* _WORK INSTRUCTIONS_:
Answer these questions using the Hyperflex failure test write-up below, one answer per line, numbered to match.
1. How many nodes does the lab cluster have?
2. About how many VMs are running on the cluster before it is broken?
3. For which server can no details be shown after the power-off?

* _DOCUMENT SECTION_:
****

Let’s break the Hyperflex system !

In the lab there is a 5 node Hyperflex cluster up and running. Everything is healthy and the system is almost for 60% filled, so that is closer to a real test then a lab test. There are several ways to break the cluster and I choose the easiest one. Just power down one random server and see what happens.

If you want to know more about the Auto Healing feature of Hyperflex :

Summary :

Auto healing kicks in after 2 hours when a node is missing of the Cluster. The cluster is Online, but got a status “Unhealty”. The time of Auto Healing depends of the size and amount of data on your cluster. In my case with a cluster filled of about 50% the repair time is about 3 hours. During these hours the system can still be used without any problems !

Proof that the system is Healthy :

Before I am going to break it, let me show you that the system is a healthy cluster. There are about 200 VM’s running on it with HDParm. See other post.

Although the https://<HX Cluster IP Address>/ui is still under Tech Preview, I am using it to show some things in an easy way.

I can see all 5 servers are not having any problems.

So that you see that the system is working like a normal cluster the next step will be :

And now we break the Hyperflex Cluster :

This can be done is various ways. Nice on, or just power it off. Not gracefully of course otherwise it isn’t a test.

Unhealthy isn’t it ?

Shutting the server down without any grace will make the HX Cluster unhealthy right away.

In vCenter you can also see that the cluster is unhealthy.

Also on the Dashboard of the UI you see a big red cross which indicates that something isn’t right… right ?

The unhealthy system is also noticed in the Alarms.

And we can’t get any details of the HX5 server, because it’s powered off.

In the events we see the time when the cluster became Unhealthy.

Waiting for 2 hours :

The system is still online, but unhealthy. Autohealing is turned on, but it will kick in after 2 hours of node missing. It could be possible that the node is having maintenance or something. So we will patiently.

Autohealing is in progress :

Yeah. You will see it’s in progress. The user won’t notice a thing. The system is up and running all the time with all the data on it.

If you click the blue “I” icon you will see :

You can see how far the process is. “Time remaining before current healing operations finished” is a wrong sentence ! It’s the time that the system is busy with the Auto Healing Process.

****

* _DATA SUPPLIED_:
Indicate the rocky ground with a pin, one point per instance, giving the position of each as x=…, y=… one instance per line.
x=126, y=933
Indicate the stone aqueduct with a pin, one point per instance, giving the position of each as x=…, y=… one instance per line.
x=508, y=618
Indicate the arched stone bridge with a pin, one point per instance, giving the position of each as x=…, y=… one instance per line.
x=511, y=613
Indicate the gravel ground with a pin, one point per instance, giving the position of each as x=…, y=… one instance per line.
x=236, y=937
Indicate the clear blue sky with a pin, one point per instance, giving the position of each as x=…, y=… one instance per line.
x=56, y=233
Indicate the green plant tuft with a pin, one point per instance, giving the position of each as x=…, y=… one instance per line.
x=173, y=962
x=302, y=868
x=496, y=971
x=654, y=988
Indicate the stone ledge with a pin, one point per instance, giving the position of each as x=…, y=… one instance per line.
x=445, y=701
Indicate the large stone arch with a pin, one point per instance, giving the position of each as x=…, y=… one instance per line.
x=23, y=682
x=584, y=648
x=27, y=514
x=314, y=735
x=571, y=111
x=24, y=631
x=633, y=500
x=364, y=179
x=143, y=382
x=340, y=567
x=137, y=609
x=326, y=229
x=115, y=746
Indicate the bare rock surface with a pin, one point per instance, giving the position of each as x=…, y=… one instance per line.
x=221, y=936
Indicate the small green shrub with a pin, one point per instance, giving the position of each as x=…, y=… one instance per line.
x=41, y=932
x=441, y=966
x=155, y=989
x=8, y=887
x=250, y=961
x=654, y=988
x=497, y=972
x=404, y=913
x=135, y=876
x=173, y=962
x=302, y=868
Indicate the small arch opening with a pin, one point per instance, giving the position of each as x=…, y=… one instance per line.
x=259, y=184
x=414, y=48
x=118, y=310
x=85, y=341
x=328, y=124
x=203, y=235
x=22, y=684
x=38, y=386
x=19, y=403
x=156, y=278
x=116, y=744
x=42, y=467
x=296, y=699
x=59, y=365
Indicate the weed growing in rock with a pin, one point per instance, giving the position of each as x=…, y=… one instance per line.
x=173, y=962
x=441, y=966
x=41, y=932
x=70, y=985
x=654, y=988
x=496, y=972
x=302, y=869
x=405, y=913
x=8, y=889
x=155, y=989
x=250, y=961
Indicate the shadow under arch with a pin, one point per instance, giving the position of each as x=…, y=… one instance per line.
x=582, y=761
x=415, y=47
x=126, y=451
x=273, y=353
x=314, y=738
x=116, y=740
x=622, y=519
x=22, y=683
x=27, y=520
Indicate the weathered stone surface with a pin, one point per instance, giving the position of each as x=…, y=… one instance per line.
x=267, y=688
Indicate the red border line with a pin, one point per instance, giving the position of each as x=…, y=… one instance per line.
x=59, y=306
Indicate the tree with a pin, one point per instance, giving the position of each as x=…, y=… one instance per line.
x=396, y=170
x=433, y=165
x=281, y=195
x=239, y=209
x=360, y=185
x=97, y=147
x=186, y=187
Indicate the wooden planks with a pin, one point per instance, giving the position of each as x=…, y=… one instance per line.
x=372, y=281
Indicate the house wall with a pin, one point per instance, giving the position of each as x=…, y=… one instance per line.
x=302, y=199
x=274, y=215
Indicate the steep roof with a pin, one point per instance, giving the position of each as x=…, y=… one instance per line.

****

* _WORKED SOLUTION_:
1. 5
2. About 200
3. HX5